TASK:
Rewrite all of the entries below, replacing "instance" with "occurrence" everywhere and leaving everything else unchanged. Leave the pictures out of your answer.

INFORMATION SUPPLIED:
▼

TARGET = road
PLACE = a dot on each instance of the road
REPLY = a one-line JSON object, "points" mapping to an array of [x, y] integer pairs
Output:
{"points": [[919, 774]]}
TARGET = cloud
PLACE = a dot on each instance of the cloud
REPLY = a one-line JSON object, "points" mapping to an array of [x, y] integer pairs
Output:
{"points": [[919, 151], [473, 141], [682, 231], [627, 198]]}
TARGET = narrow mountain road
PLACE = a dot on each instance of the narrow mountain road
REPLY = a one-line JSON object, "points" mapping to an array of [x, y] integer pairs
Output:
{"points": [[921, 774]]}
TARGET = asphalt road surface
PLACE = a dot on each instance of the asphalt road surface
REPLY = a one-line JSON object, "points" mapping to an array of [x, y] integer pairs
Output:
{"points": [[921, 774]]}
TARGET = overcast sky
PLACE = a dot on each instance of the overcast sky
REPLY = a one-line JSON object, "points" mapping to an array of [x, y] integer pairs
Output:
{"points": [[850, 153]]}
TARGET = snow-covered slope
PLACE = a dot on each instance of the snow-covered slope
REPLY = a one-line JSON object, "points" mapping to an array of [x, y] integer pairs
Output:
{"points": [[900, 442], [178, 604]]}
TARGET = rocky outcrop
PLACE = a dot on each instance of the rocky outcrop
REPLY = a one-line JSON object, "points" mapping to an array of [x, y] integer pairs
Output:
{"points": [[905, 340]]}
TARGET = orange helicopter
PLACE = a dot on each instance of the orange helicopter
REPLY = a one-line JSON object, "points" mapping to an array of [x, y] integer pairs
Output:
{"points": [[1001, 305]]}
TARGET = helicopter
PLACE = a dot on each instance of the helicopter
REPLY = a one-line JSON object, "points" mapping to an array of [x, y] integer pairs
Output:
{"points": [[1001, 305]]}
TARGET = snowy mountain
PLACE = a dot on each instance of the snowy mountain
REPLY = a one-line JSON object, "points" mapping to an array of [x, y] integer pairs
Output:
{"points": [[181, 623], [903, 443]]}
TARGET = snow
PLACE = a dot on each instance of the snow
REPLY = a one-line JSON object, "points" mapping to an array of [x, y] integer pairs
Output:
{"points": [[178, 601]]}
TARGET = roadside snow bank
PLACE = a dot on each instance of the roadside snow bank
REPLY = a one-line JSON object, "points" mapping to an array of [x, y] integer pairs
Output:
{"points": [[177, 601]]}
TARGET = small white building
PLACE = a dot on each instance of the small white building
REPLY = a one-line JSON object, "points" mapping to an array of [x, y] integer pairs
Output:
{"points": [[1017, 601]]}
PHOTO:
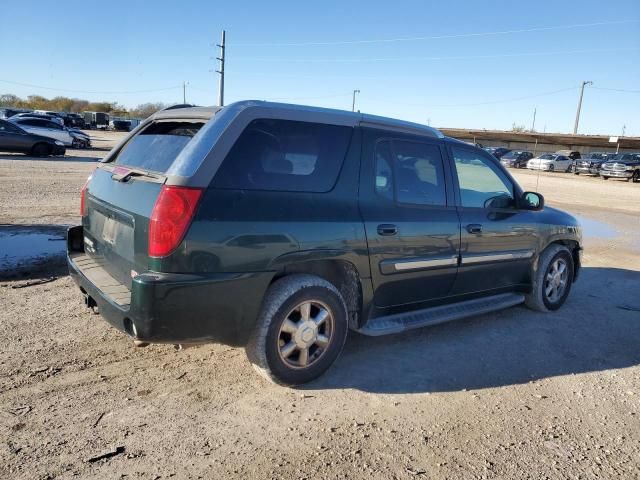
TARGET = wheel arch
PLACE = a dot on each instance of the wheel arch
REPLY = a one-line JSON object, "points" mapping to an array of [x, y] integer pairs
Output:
{"points": [[342, 274], [575, 249]]}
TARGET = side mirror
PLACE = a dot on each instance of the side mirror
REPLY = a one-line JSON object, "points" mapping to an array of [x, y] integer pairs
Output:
{"points": [[532, 201]]}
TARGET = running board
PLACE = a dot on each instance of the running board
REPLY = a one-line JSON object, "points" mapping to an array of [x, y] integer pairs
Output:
{"points": [[445, 313]]}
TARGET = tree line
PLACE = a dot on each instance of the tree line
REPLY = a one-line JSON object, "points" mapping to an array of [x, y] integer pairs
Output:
{"points": [[77, 105]]}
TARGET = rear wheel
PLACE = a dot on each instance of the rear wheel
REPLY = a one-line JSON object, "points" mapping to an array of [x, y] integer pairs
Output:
{"points": [[552, 280], [41, 150], [300, 332]]}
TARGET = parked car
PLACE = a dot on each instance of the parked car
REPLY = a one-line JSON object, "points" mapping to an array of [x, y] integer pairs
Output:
{"points": [[53, 116], [15, 139], [96, 120], [623, 165], [349, 221], [516, 158], [497, 152], [80, 139], [551, 162], [573, 155], [45, 128], [6, 113], [41, 116], [591, 163], [120, 125], [73, 120]]}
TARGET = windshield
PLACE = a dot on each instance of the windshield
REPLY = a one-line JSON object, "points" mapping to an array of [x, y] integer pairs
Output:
{"points": [[512, 155], [157, 146]]}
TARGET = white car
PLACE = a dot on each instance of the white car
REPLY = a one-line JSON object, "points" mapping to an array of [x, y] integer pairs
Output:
{"points": [[551, 162], [45, 128]]}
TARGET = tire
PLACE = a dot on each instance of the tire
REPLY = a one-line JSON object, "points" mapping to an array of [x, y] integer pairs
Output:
{"points": [[283, 312], [544, 296], [40, 150]]}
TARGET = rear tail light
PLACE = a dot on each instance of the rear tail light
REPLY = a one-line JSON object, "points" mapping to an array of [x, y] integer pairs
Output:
{"points": [[83, 196], [170, 218]]}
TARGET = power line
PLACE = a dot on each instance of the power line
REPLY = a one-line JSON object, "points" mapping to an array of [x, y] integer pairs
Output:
{"points": [[615, 89], [491, 102], [438, 37], [114, 92], [439, 58]]}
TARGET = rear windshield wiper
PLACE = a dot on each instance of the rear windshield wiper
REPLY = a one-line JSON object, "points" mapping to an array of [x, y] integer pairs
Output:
{"points": [[123, 174]]}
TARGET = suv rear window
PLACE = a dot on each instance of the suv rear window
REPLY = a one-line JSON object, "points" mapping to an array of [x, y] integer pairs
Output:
{"points": [[157, 146], [285, 155]]}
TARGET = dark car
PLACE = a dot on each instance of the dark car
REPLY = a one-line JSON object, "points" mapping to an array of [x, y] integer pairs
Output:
{"points": [[622, 165], [281, 227], [15, 139], [497, 152], [516, 158], [592, 162]]}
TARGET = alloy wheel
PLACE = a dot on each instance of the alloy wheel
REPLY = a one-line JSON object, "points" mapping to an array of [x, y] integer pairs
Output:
{"points": [[305, 334], [556, 280]]}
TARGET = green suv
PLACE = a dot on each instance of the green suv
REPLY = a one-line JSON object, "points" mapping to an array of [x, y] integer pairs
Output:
{"points": [[282, 227]]}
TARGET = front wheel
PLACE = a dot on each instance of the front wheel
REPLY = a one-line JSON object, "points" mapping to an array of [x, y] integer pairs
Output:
{"points": [[300, 332], [552, 280]]}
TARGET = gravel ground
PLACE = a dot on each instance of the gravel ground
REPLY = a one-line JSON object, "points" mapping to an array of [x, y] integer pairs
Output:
{"points": [[516, 394]]}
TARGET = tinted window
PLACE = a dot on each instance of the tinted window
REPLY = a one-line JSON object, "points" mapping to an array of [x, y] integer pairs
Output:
{"points": [[384, 171], [413, 170], [157, 146], [6, 127], [419, 174], [285, 155], [482, 183]]}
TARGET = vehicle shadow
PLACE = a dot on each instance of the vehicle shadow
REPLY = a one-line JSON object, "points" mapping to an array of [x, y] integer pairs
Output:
{"points": [[29, 252], [87, 156], [597, 329]]}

▲

RESULT:
TARGET = road
PLACE = a dot on each occurrence of the road
REPLY = a one-line JSON object, "points" mapping to an array of [x, y] integer pairs
Output:
{"points": [[919, 774]]}
TARGET = cloud
PLACE = a dot on each occurrence of the cloud
REPLY = a one-line JSON object, "points" mapping to an array of [x, y] integer pairs
Output:
{"points": [[919, 151], [473, 141], [682, 231], [627, 198]]}
TARGET = narrow mountain road
PLACE = a dot on each occurrence of the narrow mountain road
REPLY = a one-line JSON object, "points" mapping to an array of [x, y] integer pairs
Output:
{"points": [[921, 774]]}
TARGET = asphalt road surface
PLACE = a dot on each occurrence of the asphalt road surface
REPLY = a one-line JSON object, "points" mapping to an array of [x, y] integer pairs
Output:
{"points": [[921, 774]]}
TARGET = overcast sky
PLACE = a dot on each occurrence of the overcast sky
REPLY = a one-line JSON object, "points" mapping to an array of [x, y] integer pairs
Output:
{"points": [[850, 153]]}
TARGET = snow-covered slope
PLACE = a dot on each occurrence of the snow-covered slope
REPLY = a one-line JSON object, "points" mapping to an array of [x, y] integer pairs
Output:
{"points": [[900, 442], [178, 604]]}
TARGET = rocky outcrop
PLACE = a dot on each occurrence of the rocky outcrop
REPLY = a one-line JSON object, "points" mapping to an array of [x, y] integer pairs
Output:
{"points": [[905, 340]]}
TARGET = orange helicopter
PLACE = a dot on each occurrence of the orange helicopter
REPLY = a one-line JSON object, "points" mapping to an array of [x, y] integer pairs
Output:
{"points": [[1001, 305]]}
TARGET = helicopter
PLACE = a dot on each occurrence of the helicopter
REPLY = a one-line JSON object, "points" mapping to an array of [x, y] integer pairs
Output:
{"points": [[1001, 305]]}
TARGET = snowy mountain
PLACE = a dot on each occurrence of the snowy mountain
REPLY = a one-line JSON object, "points" mapping to an array of [x, y] integer pairs
Output:
{"points": [[181, 623], [903, 443]]}
TARGET = snow
PLACE = a dot on each occurrence of the snow
REPLY = a one-line JSON object, "points" mapping to an array of [x, y] integer pairs
Output:
{"points": [[178, 601]]}
TARGET = roadside snow bank
PLACE = a dot on each occurrence of the roadside snow bank
REPLY = a one-line JSON object, "points" mapping to an array of [x, y] integer pairs
Output:
{"points": [[177, 601]]}
TARGET = small white building
PLACE = a dot on each occurrence of the small white building
REPLY = a one-line JSON object, "points" mapping to an array of [x, y] integer pairs
Output:
{"points": [[1017, 601]]}
PHOTO:
TARGET = wheel arch
PLACE = a dot on each occurrence of the wheel arch
REPLY = a one-line JSON object, "points" mapping to an array of [x, y] integer pairs
Output:
{"points": [[342, 274], [575, 249]]}
TARGET = side mirror
PLACE = a dot on each occurrence of the side mirror
REPLY = a one-line JSON object, "points" mapping to an array of [x, y] integer pairs
Output:
{"points": [[532, 201]]}
TARGET = running board
PLACE = a dot on each occurrence of the running board
REPLY = a one-line JSON object, "points" mapping to an array of [x, y] integer pairs
Output:
{"points": [[445, 313]]}
TARGET = tree line
PLACE = a dot on each occurrence of the tree line
REPLY = a one-line JSON object, "points" mapping to an array of [x, y] integer pairs
Output:
{"points": [[77, 105]]}
TARGET = rear wheel
PLACE = a dot on each occurrence of the rear wheel
REPLY = a one-line JSON object, "points" mapping to an array of [x, y] integer pairs
Output:
{"points": [[552, 280], [41, 150], [300, 332]]}
TARGET = parked car
PLACE = a dot on each occurrence of the parked car
REPLY = a one-line JSON object, "points" mapping to an array of [x, y] integer pairs
Output:
{"points": [[53, 116], [15, 139], [96, 120], [623, 165], [349, 221], [516, 158], [497, 152], [80, 139], [551, 162], [573, 155], [45, 128], [6, 113], [41, 116], [591, 163], [120, 125], [73, 120]]}
TARGET = windshield
PLACE = a dot on each occurrence of the windshield
REPLY = a one-line JSON object, "points" mapping to an array of [x, y] integer pairs
Output:
{"points": [[512, 155], [157, 146]]}
TARGET = white car
PLACE = a dot on each occurrence of the white car
REPLY = a one-line JSON object, "points" mapping to an array of [x, y] integer pairs
Output:
{"points": [[551, 162], [45, 128]]}
TARGET = tire
PLACE = a dot on each occurrence of the tire
REPLY = a one-line JSON object, "points" mapping to an array of [x, y] integer pairs
Output:
{"points": [[283, 312], [544, 296], [40, 150]]}
TARGET = rear tail light
PLACE = a dot on each occurrence of the rear tail light
REPLY = a one-line JSON object, "points" mapping to an array of [x, y] integer pairs
Output:
{"points": [[83, 196], [170, 218]]}
TARGET = power line
PLACE = a dot on each occurrence of the power line
REPLY = a one-line JSON object, "points" mapping to an array of [x, y] integer pairs
Output:
{"points": [[615, 89], [491, 102], [438, 37], [114, 92], [439, 58]]}
TARGET = rear windshield wiper
PLACE = a dot on each occurrence of the rear windshield wiper
REPLY = a one-line JSON object, "points" mapping to an array of [x, y] integer pairs
Output:
{"points": [[123, 174]]}
TARGET = suv rear window
PLACE = a dot on each occurrence of the suv rear window
REPLY = a one-line JSON object, "points" mapping to an array of [x, y] integer pairs
Output:
{"points": [[157, 146], [285, 155]]}
TARGET = dark car
PLACE = a dot on each occurrence of the dark car
REPLY = a one-line JSON object, "points" mapping to an array of [x, y] integer pairs
Output:
{"points": [[622, 165], [281, 227], [15, 139], [497, 152], [516, 158], [592, 162]]}
TARGET = alloy wheel
PLACE = a dot on each occurrence of the alloy wheel
REPLY = a one-line JSON object, "points" mapping to an array of [x, y] integer pairs
Output:
{"points": [[305, 334], [556, 280]]}
TARGET = green suv
PLACE = a dot on each occurrence of the green suv
REPLY = a one-line JSON object, "points" mapping to an array of [x, y] integer pairs
Output:
{"points": [[282, 227]]}
TARGET = front wheel
PLACE = a dot on each occurrence of the front wheel
REPLY = a one-line JSON object, "points" mapping to an array of [x, y] integer pairs
Output:
{"points": [[300, 332], [552, 280]]}
TARGET = gravel ground
PLACE = a dot on each occurrence of the gravel ground
REPLY = a one-line JSON object, "points" mapping to an array of [x, y] integer pairs
Output:
{"points": [[516, 394]]}
TARGET = tinted window
PLACE = a dot on each occurrence of the tinted window
REPLY = a one-line JSON object, "points" mapping to an array of [x, y] integer pairs
Output:
{"points": [[384, 171], [413, 170], [157, 146], [6, 127], [419, 174], [285, 155], [482, 183]]}
TARGET = vehicle shadow
PLACE = a dot on each occurrence of the vehicle shadow
REPLY = a one-line JSON object, "points" mapping to an array of [x, y] integer pairs
Output:
{"points": [[29, 252], [87, 156], [597, 329]]}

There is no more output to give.